#### [Consignes]
Recopiez ce listing tel quel, du début à la fin, sans y joindre les images.

[Relevé de points étiquetés]
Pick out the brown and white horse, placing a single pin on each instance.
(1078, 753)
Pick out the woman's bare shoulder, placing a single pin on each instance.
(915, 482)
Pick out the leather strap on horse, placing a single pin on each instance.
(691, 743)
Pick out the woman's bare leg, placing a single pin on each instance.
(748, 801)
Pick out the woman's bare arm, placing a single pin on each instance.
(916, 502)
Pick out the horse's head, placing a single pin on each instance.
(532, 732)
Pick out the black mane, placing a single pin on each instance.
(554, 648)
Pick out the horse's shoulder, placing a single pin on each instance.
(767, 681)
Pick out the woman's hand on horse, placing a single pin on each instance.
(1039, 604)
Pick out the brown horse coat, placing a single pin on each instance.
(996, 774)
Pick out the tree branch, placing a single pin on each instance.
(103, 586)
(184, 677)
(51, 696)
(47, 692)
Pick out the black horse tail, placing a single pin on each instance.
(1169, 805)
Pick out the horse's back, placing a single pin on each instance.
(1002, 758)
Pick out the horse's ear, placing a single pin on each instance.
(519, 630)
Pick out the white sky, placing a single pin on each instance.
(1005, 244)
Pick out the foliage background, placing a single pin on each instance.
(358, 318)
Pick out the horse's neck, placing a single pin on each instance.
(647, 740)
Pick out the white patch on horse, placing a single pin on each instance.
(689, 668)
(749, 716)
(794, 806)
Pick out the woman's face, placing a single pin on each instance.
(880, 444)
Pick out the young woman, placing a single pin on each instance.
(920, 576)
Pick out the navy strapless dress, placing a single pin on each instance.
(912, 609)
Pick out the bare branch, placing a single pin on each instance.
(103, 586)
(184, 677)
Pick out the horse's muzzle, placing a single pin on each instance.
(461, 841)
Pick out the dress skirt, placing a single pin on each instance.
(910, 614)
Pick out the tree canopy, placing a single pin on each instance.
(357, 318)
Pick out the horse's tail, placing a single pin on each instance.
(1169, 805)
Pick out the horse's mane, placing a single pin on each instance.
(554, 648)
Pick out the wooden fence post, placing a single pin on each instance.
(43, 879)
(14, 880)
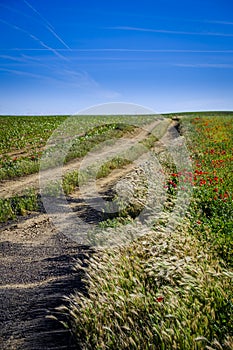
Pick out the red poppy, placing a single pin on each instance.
(159, 299)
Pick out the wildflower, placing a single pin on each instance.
(159, 299)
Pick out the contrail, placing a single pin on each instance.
(47, 25)
(34, 38)
(163, 31)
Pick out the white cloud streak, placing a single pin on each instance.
(48, 48)
(204, 65)
(47, 25)
(123, 50)
(174, 32)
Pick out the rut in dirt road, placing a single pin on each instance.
(37, 271)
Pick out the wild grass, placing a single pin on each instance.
(167, 289)
(15, 206)
(163, 291)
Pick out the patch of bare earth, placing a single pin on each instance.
(36, 269)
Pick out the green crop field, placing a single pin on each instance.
(169, 290)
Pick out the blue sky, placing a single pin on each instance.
(58, 57)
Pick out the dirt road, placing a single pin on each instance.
(36, 268)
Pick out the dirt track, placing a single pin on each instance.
(36, 267)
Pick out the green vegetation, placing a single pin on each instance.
(10, 208)
(212, 208)
(168, 289)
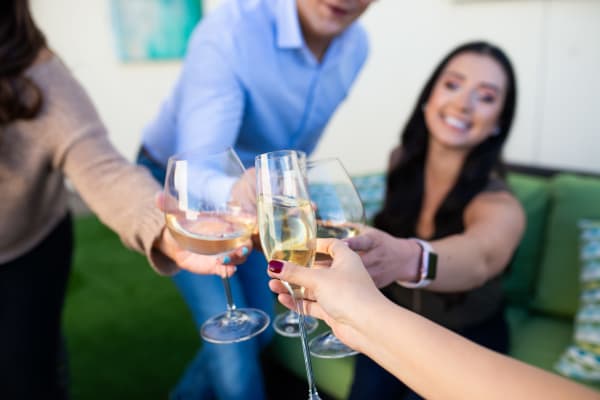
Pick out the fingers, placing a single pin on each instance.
(309, 307)
(278, 287)
(332, 247)
(362, 242)
(238, 256)
(291, 273)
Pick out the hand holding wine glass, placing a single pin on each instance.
(205, 217)
(340, 214)
(287, 227)
(288, 323)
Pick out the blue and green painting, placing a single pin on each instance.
(153, 29)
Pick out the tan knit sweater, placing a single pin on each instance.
(67, 139)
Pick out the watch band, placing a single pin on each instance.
(427, 267)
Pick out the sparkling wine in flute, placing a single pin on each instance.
(328, 229)
(336, 230)
(210, 233)
(288, 229)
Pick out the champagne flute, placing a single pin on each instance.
(287, 323)
(340, 214)
(205, 215)
(287, 227)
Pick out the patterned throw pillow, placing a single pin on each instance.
(581, 360)
(371, 189)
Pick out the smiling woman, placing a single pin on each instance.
(445, 186)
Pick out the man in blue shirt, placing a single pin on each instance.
(259, 76)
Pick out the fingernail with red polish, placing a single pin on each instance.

#### [Réponse attendue]
Pick out the brown and white horse, placing a single pin on each instance.
(1078, 753)
Pick out the woman's bare shoulder, placing a single pin on each instance.
(915, 482)
Pick out the leather strap on horse, placing a single pin on each instance.
(691, 743)
Pick out the woman's bare leg, placing a single pin on each instance.
(748, 801)
Pick out the woman's bare arm, placing a single pin on each instance.
(916, 502)
Pick out the horse's head, placing a single pin on each instance.
(532, 732)
Pick out the black mane, placing a single pin on each instance.
(554, 648)
Pick out the horse's shoulder, placing a single pin on each instance.
(767, 681)
Pick out the woman's hand on horse, placing a single pin on each instance.
(1039, 604)
Pick out the brown horse coat, placing a single pin on each instance.
(996, 774)
Pick out the tree branch, placing a single pin on each instance.
(103, 586)
(184, 677)
(51, 696)
(47, 692)
Pick out the black horse tail, placing a single pin on each instance.
(1169, 805)
Pick out the horse's back, placing a single pin on each instance.
(1002, 758)
Pick out the horse's ear, placing a single pin on each instance.
(519, 630)
Pick out the white sky, placing a single pin on each instance.
(1005, 244)
Pick out the foliage background, placing a single pin on each instance.
(358, 318)
Pick out the horse's neck, placing a single pin on each instance.
(647, 740)
Pick out the white patch on horse, placing a single pin on each instance.
(689, 668)
(749, 716)
(794, 806)
Pick out the woman's face, placing a single pin on each instance.
(880, 444)
Pick out the young woman, placing a single pin on each instance.
(920, 576)
Pick out the navy strapless dress, placing a single pin on each instance.
(912, 609)
Pick out the bare branch, placing a single pin on each instance.
(103, 586)
(184, 677)
Pick out the horse's muzzle, placing a single pin on each instance.
(461, 841)
Pick out the dress skirt, placing a single pin on each instance.
(910, 614)
Pick out the tree canopy, placing a single pin on each instance.
(357, 318)
Pick out the horse's tail, placing a single pin on each instance.
(1169, 805)
Pick out the horse's mane, placing a single pin on each instance.
(554, 648)
Pick out the wooden fence post, placing a single pin on each instance.
(43, 879)
(14, 880)
Pick out the red poppy, placing a single pin on each instance.
(159, 299)
Pick out the wildflower, placing a single pin on each instance.
(159, 299)
Pick out the contrail, placing a single pin on each instance.
(47, 25)
(34, 38)
(163, 31)
Pick out the white cloud streak, placing a single pin on each instance.
(48, 48)
(204, 65)
(47, 25)
(123, 50)
(174, 32)
Pick out the rut in dirt road, placing a single pin on each instance.
(37, 271)
Pick out the wild grass, placing a single pin on each instance.
(167, 289)
(15, 206)
(163, 291)
Pick out the patch of bare earth, placing a single pin on each instance.
(36, 269)
Pick out the green crop field, placing a single pin on each instance.
(169, 290)
Pick out the blue sky, placing a single pin on each instance.
(58, 57)
Pick out the dirt road, placing a single pin on each instance.
(36, 268)
Pick out the dirt track, placing a single pin on each instance.
(36, 267)
Pick out the green vegetation, placing a single pin on each instance.
(10, 208)
(212, 208)
(168, 289)
Pick out the fingers, placing a single pin on each instance.
(309, 307)
(278, 287)
(332, 247)
(362, 242)
(238, 256)
(291, 273)
Pick out the hand holding wine glass, placing a single pin on each instance.
(205, 217)
(340, 214)
(287, 227)
(288, 323)
Pick out the blue and green painting, placing a single pin on each instance.
(153, 29)
Pick out the tan knit sweater, placing a single pin on each instance.
(67, 139)
Pick out the watch band, placing a single pin on each instance.
(427, 267)
Pick out the sparkling wine in flute, placing a single pin on each instance.
(328, 229)
(336, 230)
(210, 233)
(288, 229)
Pick out the champagne flute, placing a single pin on each instance.
(287, 323)
(340, 214)
(205, 215)
(287, 227)
Pick out the patterned throw pillow, placing a single pin on each instance.
(581, 360)
(371, 189)
Pick out the smiling woman, placing a single pin on each instance.
(445, 186)
Pick out the man in blue shirt, placing a single pin on each instance.
(259, 76)
Pick out the fingernail with red polish, placing a single pin on each instance.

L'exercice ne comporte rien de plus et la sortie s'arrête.